[Saved data entries]
==*==

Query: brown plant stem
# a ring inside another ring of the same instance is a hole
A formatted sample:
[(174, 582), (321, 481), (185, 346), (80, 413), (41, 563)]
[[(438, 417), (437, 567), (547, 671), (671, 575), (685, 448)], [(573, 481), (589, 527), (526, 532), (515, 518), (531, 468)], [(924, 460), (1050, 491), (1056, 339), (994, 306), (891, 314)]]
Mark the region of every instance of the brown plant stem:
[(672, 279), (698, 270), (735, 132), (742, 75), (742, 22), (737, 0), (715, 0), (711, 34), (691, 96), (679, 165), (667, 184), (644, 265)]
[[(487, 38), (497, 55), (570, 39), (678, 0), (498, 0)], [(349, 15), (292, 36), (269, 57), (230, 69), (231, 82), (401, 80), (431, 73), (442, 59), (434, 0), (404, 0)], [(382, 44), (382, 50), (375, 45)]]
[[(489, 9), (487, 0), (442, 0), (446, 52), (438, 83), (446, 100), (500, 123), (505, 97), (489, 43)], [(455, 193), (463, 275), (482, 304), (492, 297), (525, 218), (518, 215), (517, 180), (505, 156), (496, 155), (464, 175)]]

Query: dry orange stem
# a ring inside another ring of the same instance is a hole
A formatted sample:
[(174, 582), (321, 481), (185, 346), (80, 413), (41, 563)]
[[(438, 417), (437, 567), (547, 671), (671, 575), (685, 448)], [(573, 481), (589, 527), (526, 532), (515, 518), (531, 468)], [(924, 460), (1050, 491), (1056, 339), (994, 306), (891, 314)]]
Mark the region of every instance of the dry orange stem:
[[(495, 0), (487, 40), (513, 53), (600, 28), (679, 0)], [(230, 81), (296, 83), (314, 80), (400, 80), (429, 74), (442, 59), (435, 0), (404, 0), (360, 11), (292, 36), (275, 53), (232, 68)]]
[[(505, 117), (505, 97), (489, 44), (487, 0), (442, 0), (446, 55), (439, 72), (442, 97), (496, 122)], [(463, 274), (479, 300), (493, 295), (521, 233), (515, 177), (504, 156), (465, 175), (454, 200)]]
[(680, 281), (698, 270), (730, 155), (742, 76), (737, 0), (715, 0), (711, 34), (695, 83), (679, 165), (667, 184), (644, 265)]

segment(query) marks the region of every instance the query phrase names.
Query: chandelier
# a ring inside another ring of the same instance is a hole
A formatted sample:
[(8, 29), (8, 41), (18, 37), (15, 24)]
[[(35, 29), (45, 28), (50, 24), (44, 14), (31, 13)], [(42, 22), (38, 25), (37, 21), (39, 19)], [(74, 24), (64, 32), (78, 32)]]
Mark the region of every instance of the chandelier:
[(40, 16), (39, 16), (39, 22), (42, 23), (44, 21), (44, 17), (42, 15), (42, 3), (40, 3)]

==*==

Render every line of the material above as a numbered list, omitting the blank lines.

**Task solution**
1. Query: brown plant stem
2. # a ring inside another ring of the same instance is a hole
3. A formatted sample:
4. [(174, 582), (321, 481), (185, 346), (80, 413), (41, 563)]
5. [[(438, 417), (437, 567), (547, 671), (671, 575), (685, 448)], [(573, 481), (589, 527), (526, 532), (515, 518), (531, 468)], [(924, 460), (1050, 491), (1056, 339), (994, 306), (891, 314)]]
6. Mark the region of every instance of the brown plant stem:
7. [(672, 279), (698, 270), (735, 132), (742, 75), (742, 22), (737, 0), (715, 0), (711, 34), (691, 96), (679, 165), (667, 184), (644, 265)]
8. [[(487, 38), (497, 55), (570, 39), (678, 0), (498, 0)], [(349, 15), (292, 36), (269, 57), (230, 69), (231, 82), (401, 80), (431, 73), (442, 59), (434, 0), (404, 0)], [(382, 44), (382, 50), (375, 45)]]
9. [[(489, 9), (487, 0), (442, 0), (446, 52), (438, 83), (446, 100), (500, 123), (505, 97), (489, 43)], [(455, 193), (463, 275), (482, 304), (492, 297), (525, 218), (518, 215), (517, 180), (505, 156), (496, 155), (464, 175)]]
10. Query: dry orange stem
11. # a ring inside another ring of the same instance is a hole
12. A formatted sample:
13. [(174, 582), (321, 481), (185, 346), (80, 413), (41, 563)]
14. [[(438, 417), (437, 567), (547, 671), (671, 575), (685, 448)], [(573, 481), (589, 527), (526, 532), (515, 518), (531, 468)], [(924, 460), (1050, 491), (1056, 339), (994, 306), (891, 314)]]
15. Mark the region of every instance of the dry orange stem:
16. [[(495, 0), (487, 40), (513, 53), (600, 28), (679, 0)], [(230, 81), (296, 83), (314, 80), (400, 80), (429, 74), (442, 59), (435, 0), (404, 0), (360, 11), (292, 36), (275, 53), (232, 68)]]
17. [[(505, 117), (505, 97), (489, 44), (487, 0), (442, 0), (446, 55), (439, 72), (442, 97), (496, 122)], [(463, 274), (479, 300), (493, 295), (521, 233), (515, 177), (504, 156), (465, 175), (454, 200)]]
18. [(680, 281), (698, 270), (730, 155), (742, 76), (737, 0), (715, 0), (711, 34), (695, 83), (679, 165), (667, 184), (644, 265)]
19. segment(query) marks the region of every instance the query phrase names.
20. Query: chandelier
21. # a ring inside another ring of the same instance is a hole
22. A formatted sample:
23. [(8, 29), (8, 41), (18, 37), (15, 24)]
24. [[(35, 29), (45, 28), (50, 24), (44, 14), (31, 13)], [(42, 22), (38, 25), (37, 21), (39, 19)], [(74, 24), (64, 32), (78, 32)]]
25. Mark the region of every instance of the chandelier:
26. [(40, 16), (39, 16), (39, 22), (42, 23), (44, 21), (44, 17), (42, 15), (42, 3), (40, 3)]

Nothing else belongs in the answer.